What you need to do — Every line from the one containing "Target: bearskin hat" to the final line of the material below must be reproduced exactly; leave out all other lines.

-- Opening Marker --

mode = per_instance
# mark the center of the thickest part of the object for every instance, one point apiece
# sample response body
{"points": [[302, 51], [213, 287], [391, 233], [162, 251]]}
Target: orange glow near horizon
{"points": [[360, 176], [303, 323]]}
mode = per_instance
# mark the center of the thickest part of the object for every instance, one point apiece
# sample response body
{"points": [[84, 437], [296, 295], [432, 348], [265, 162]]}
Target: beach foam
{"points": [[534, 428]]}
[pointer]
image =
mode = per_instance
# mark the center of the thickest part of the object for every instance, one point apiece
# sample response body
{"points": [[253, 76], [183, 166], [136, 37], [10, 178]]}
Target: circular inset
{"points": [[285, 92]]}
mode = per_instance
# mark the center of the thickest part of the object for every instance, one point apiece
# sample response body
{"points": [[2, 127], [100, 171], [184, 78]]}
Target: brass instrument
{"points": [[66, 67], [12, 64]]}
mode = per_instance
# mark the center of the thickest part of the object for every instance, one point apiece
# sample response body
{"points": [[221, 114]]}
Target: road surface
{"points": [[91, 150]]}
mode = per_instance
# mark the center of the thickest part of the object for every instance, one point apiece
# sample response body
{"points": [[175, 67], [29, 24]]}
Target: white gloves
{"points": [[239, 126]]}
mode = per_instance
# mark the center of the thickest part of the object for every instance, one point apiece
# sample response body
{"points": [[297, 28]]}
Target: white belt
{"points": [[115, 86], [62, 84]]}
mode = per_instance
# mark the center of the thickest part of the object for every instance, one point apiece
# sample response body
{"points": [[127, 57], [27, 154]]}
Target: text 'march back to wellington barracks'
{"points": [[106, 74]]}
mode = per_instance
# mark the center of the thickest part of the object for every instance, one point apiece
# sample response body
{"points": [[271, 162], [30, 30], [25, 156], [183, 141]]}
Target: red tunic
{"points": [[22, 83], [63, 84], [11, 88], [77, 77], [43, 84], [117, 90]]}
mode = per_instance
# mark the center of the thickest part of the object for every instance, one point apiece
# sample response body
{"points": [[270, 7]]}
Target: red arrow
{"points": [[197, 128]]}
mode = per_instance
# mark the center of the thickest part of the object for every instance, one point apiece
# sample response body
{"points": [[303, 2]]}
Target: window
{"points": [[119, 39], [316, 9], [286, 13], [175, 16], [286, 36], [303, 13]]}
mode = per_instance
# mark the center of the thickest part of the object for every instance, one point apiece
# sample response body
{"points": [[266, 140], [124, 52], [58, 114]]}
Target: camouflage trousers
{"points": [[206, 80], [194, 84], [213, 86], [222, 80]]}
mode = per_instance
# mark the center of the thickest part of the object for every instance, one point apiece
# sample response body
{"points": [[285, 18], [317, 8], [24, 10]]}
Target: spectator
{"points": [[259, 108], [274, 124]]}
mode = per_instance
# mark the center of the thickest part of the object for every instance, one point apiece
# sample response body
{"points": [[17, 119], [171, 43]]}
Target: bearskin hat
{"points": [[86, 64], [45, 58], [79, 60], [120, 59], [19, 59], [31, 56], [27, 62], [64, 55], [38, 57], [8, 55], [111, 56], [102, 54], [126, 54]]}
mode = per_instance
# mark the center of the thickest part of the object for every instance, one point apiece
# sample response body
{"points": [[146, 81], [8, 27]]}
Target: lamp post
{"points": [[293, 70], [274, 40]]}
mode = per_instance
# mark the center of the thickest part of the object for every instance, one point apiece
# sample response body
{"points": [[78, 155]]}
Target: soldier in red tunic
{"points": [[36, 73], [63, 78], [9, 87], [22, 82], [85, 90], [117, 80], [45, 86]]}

-- Closing Marker --

Expected output —
Target: bearskin hat
{"points": [[86, 64], [45, 58], [79, 60], [120, 59], [19, 59], [31, 56], [27, 62], [64, 55], [38, 57], [8, 55], [111, 56], [102, 54], [126, 54]]}
mode = per_instance
# mark the center of the thickest part of the object for every instance, one point apiece
# sample response body
{"points": [[146, 81], [8, 27]]}
Target: lamp post
{"points": [[293, 70], [274, 40]]}
mode = per_instance
# mark the center of the thickest part of the object for every instance, one point apiece
# sample response body
{"points": [[78, 155]]}
Target: soldier in red tunic
{"points": [[36, 73], [63, 78], [9, 87], [22, 82], [85, 90], [117, 80], [45, 86]]}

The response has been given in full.